EXERCISE PROMPT - Restate word for word the lines from the one containing "of the quarter" through the end of the listing below, with both ends included.

Items listed in a dataset
* * * * *
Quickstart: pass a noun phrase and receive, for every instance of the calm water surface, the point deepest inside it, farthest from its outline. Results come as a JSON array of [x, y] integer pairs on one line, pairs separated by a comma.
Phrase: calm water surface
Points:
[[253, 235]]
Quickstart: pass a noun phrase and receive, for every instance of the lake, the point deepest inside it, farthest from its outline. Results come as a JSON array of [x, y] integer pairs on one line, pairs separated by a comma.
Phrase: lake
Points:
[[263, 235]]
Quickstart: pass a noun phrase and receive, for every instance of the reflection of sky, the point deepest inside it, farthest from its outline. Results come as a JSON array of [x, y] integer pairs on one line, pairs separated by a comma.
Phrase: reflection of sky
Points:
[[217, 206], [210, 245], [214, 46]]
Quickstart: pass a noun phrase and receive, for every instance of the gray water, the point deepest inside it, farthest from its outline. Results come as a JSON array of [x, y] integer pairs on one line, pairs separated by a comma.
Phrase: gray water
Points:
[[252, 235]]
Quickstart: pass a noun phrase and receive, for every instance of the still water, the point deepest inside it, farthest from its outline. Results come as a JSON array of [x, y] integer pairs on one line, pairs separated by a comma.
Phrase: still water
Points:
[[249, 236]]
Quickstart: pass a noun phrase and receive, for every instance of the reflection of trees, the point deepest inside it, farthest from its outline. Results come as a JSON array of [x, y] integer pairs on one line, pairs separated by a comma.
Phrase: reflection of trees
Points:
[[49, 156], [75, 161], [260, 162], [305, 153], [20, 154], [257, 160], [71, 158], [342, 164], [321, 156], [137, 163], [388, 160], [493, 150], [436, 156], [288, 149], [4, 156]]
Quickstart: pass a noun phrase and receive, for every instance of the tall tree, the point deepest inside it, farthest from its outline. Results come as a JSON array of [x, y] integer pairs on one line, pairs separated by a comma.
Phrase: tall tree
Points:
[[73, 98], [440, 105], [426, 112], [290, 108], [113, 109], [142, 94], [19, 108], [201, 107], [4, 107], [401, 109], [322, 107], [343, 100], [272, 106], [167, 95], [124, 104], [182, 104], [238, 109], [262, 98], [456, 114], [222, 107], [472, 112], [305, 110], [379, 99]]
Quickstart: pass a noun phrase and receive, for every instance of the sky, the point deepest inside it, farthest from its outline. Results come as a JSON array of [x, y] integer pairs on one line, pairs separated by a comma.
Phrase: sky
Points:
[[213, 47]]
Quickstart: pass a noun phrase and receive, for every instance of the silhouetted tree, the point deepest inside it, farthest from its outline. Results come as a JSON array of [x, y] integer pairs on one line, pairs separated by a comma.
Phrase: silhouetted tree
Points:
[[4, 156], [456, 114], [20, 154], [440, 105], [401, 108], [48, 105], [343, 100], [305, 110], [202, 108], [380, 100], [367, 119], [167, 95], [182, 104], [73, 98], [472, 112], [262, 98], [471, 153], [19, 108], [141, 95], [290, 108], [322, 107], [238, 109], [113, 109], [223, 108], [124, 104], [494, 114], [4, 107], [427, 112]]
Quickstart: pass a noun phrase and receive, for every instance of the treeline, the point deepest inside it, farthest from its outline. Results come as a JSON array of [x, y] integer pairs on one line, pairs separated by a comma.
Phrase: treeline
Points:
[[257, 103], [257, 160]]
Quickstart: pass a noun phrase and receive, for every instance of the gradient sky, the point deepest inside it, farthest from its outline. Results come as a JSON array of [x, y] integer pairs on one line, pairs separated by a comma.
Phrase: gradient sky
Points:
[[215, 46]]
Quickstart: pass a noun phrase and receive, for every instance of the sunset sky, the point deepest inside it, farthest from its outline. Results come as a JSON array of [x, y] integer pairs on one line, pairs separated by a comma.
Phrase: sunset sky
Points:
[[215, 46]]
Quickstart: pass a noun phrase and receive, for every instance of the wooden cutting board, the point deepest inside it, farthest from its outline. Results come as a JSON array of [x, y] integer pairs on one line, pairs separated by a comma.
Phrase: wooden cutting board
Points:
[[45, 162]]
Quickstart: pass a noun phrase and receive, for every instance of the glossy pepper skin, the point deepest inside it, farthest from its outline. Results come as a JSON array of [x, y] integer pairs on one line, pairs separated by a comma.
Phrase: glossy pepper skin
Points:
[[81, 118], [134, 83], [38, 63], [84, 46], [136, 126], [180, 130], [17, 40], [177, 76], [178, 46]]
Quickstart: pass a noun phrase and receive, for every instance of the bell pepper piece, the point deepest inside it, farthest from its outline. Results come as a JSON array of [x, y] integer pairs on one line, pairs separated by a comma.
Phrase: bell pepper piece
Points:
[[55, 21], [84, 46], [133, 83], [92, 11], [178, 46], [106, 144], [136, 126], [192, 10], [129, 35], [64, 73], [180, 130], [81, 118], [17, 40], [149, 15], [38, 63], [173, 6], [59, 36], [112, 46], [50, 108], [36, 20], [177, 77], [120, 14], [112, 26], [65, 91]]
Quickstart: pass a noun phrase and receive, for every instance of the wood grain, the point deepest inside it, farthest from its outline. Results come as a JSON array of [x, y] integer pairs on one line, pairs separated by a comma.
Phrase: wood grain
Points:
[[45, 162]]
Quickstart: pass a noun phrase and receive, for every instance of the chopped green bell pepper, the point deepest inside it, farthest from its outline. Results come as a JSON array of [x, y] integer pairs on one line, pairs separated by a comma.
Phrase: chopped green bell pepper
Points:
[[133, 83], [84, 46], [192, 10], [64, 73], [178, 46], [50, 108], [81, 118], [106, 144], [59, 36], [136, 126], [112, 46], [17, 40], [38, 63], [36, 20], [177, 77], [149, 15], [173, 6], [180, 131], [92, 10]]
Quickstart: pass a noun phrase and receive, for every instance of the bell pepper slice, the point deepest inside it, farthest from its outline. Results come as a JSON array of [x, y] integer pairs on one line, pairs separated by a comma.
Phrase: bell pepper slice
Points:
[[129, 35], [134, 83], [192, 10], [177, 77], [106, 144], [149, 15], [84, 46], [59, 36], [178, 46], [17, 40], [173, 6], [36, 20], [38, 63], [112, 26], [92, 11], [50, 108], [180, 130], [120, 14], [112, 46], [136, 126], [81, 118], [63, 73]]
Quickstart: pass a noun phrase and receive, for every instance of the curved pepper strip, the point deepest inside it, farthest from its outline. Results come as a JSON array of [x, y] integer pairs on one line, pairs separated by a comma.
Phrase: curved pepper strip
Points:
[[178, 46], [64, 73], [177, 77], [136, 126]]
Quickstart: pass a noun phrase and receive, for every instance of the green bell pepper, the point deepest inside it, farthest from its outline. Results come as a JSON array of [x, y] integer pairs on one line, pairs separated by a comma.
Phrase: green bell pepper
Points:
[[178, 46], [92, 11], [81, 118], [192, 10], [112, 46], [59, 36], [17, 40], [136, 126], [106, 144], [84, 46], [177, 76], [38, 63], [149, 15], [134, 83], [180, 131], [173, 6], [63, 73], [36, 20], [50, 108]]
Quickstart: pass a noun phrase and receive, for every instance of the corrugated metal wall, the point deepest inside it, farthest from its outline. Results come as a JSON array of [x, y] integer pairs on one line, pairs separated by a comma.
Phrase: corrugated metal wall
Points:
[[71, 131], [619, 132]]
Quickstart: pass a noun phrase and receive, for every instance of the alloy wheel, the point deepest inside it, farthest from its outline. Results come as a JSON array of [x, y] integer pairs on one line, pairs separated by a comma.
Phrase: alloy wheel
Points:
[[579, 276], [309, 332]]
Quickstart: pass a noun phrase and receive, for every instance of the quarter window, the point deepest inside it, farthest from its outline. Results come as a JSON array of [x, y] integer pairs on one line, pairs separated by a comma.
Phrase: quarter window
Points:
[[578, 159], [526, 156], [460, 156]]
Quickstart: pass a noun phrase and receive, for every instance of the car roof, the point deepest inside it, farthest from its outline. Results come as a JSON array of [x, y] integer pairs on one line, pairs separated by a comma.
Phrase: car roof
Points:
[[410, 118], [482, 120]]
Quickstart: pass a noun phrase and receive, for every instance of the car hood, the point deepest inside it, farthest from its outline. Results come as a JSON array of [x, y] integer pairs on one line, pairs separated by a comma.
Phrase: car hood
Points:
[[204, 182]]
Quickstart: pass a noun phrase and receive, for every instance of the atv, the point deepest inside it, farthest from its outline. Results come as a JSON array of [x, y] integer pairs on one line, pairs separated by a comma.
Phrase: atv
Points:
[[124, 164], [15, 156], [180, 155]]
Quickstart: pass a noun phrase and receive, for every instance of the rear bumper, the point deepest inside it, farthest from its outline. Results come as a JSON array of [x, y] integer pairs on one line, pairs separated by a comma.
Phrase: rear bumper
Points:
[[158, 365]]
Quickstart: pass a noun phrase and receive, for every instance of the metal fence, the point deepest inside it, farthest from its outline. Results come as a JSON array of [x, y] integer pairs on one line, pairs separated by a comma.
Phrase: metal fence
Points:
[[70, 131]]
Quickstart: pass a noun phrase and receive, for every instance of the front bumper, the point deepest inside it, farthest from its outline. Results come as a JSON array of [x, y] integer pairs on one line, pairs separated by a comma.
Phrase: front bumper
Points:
* * * * *
RESULT BELOW -
Quickstart: pass a noun phrase and receive, for every instance of the quarter window, the point deepest inside it, farthest from its outline. Results come as a JSON array of [x, y] integer pairs on one line, pairs separated by a comma.
Phrase: quarter window
Points:
[[578, 159], [526, 156], [460, 156]]
Quickstart: pass a noun phrase and receive, for every instance of the car roof, the point deepest inside it, farthest from its outline. Results come as a JSON array of [x, y] integer pairs on one line, pairs separated by a comma.
Phrase: car roof
Points:
[[410, 118], [482, 120]]
Quickstart: pass a noun phrase and receive, for every instance of the car hood, the point deepest inside it, farthest from its outline. Results come as a JSON array of [x, y] integer pairs on one line, pairs separated by a comma.
Phrase: car hood
Points:
[[204, 182]]
Quickstart: pass a noun phrase and receive, for every instance of the atv, the point deepest inside it, farthest from its outline. Results come as a JSON array of [x, y] integer pairs on one line, pairs separated by a comma.
Phrase: atv
Points:
[[124, 164], [15, 156], [180, 155]]
Quickstart: pass a noun phrase and receive, for every instance of the rear bumper, the point deepest inside it, farthest from its outline. Results come as a JSON array of [x, y] integer pairs on one line, pairs separated by a comma.
Phrase: rear bumper
Points:
[[158, 365]]
Quickstart: pass a noun phrase and receive, for every instance of the metal fence, the point deepest inside it, farthest from its outline. Results come as a JSON array of [x, y] integer pairs on one line, pairs separated by a comma.
Phrase: metal fence
Points:
[[70, 131]]
Quickstart: pass a noun phrase and receive, for every instance of the front bumper, the point deepest inside it, farthest from its outline. Results come as a JSON array of [x, y] integer pairs on one line, pairs separated by a comma.
Phrase: front bumper
Points:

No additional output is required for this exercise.